*Material supplied:*
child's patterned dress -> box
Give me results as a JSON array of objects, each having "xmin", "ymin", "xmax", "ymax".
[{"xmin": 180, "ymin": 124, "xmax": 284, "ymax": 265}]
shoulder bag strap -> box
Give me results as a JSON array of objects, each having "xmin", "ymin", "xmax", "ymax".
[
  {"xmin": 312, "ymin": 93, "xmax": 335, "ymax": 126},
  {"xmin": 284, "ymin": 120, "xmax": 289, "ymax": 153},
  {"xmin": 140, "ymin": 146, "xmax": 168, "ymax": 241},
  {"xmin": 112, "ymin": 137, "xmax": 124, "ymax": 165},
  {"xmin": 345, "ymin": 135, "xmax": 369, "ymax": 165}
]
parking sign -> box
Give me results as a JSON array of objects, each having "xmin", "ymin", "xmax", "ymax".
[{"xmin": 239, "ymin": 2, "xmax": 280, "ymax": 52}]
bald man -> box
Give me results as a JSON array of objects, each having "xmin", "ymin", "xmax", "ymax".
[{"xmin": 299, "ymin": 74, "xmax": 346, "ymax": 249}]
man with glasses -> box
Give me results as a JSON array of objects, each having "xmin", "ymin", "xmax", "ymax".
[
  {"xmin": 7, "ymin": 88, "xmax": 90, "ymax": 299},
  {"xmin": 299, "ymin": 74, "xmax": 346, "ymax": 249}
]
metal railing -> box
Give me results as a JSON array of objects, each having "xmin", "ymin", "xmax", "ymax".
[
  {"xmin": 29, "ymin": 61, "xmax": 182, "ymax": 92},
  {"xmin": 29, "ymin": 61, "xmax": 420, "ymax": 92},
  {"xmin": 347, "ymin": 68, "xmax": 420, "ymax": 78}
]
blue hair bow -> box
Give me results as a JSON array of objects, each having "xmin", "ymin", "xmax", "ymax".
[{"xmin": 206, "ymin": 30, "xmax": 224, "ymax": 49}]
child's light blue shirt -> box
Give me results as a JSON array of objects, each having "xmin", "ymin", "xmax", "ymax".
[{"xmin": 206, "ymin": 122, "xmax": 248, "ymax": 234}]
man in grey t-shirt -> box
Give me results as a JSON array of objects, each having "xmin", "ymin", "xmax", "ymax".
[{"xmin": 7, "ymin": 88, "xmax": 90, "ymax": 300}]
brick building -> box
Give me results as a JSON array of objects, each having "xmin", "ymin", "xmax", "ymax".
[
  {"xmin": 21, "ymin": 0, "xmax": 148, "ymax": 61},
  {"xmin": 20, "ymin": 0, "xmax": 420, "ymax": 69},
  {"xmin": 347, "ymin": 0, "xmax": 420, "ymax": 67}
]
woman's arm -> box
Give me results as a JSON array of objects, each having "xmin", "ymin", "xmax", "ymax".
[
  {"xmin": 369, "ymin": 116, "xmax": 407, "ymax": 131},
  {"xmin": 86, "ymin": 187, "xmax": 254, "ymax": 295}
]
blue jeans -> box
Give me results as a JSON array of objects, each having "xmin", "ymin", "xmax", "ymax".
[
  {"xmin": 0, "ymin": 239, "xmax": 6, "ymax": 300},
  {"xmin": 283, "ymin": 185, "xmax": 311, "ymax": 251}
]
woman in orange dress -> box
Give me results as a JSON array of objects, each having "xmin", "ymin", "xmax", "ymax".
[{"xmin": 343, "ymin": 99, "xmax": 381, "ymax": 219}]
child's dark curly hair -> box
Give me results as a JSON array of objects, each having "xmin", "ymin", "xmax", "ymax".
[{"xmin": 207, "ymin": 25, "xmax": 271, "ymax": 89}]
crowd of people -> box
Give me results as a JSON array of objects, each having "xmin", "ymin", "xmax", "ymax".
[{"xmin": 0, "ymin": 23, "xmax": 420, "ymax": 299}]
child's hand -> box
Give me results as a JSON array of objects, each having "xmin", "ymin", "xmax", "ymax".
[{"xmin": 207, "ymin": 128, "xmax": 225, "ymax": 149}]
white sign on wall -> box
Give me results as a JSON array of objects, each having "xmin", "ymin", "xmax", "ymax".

*Exercise description:*
Report every line of the data above that contains the word "child", copying each one in full.

*Final result:*
child's patterned dress -> box
child's light blue shirt -> box
child's dark curly hair -> box
child's hand -> box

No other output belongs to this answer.